Рассматривая Клуб 89 как научное сообщество, его члены старались подчеркивать те черты, которые отличали его от других политических клубов того времени. Так, Кондорсе писал, что члены Общества 1789 равны между собой, и среди них нет и не должно быть никого, кто стремился бы главенствовать над остальными, так как только гений и талант делают человека центром всеобщего внимания и уважения. Члены Общества всегда должны иметь свое оригинальное мнение по тому или иному вопросу, а не превозносить чужое[37]. Тем самым изначально отрицалась возможность появления единоличного лидера. Кроме того, в отличие от Якобинцев, Общество 1789 года не ставило своей задачей создания аффилированных клубов, но было готово к сотрудничеству с любой из организаций, занятых разработкой «социального искусства», оставаясь при этом абсолютно независимым. Члены Клуба 89 не искали поддержки широких слоев населения, ибо для сообщества ученых и философов она, по их разумению, была совершенно не нужна. Подобное стремление оградить себя от текущей политической жизни, занимаясь при этом проблемами устройства общества и государства, несмотря на кажущуюся непоследовательность, имело свою логику, поскольку «социальное искусство» как наука претендовало на объективность и, следовательно, должно было стоять над политической борьбой. Однако в результате Клуб 89 оказался по собственной воле изолированным от широких масс и лишенным их поддержки, потеряв какую-либо возможность вести борьбу на равных со своими противниками.

-- Фрагменты данных --
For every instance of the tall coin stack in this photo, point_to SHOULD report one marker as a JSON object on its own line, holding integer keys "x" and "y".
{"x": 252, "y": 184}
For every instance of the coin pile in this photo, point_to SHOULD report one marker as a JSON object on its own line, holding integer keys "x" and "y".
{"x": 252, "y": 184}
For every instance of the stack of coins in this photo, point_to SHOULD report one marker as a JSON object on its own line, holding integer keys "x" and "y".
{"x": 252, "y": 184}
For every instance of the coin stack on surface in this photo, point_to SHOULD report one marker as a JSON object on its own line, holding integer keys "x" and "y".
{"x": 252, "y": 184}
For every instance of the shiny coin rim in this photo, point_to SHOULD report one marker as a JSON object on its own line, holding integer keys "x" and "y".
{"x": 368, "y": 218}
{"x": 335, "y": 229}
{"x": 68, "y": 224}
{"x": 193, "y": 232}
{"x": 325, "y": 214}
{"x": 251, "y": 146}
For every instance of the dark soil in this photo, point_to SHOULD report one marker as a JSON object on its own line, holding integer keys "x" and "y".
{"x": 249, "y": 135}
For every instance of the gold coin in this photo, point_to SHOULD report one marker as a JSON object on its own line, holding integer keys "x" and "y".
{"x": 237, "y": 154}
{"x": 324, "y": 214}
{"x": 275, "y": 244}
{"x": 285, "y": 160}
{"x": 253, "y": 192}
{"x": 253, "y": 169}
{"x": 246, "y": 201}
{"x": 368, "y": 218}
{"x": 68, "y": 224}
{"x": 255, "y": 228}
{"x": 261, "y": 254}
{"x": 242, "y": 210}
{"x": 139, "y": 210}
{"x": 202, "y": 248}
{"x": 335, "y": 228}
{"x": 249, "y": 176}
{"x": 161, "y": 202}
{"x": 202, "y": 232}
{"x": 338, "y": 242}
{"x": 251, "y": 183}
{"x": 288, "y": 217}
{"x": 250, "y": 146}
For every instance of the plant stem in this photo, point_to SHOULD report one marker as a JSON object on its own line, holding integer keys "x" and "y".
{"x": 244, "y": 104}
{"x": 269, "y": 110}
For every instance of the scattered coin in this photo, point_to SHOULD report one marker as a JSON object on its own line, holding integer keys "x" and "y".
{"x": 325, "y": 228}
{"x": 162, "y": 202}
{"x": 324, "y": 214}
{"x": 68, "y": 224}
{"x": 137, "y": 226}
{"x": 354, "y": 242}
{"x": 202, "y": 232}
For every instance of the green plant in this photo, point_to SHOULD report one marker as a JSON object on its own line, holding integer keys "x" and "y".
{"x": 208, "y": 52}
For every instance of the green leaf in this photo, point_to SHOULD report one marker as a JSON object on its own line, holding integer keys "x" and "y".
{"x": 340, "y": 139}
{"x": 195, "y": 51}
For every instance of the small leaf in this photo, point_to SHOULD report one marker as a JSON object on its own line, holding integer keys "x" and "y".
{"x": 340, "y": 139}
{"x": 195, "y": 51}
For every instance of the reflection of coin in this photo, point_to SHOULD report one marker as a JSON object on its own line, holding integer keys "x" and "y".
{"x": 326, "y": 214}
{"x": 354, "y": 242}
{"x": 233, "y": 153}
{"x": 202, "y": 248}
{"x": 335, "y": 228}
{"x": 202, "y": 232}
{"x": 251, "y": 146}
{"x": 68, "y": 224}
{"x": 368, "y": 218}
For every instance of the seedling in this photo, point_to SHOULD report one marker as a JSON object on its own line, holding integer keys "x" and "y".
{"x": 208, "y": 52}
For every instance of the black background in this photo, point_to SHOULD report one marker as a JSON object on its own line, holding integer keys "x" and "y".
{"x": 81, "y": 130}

-- Задание --
Перескажите текст о Клубе 89 ровно в двух предложениях.

-- Ответ --
Члены Клуба 89 считали его научным сообществом равных, в котором не должно быть единоличного лидера. В отличие от якобинцев, клуб не создавал аффилированных клубов и не искал поддержки широких слоев населения, так как «социальное искусство» как наука должно было стоять над политической борьбой, но в результате клуб по собственной воле оказался изолированным от масс и потерял возможность бороться с противниками на равных.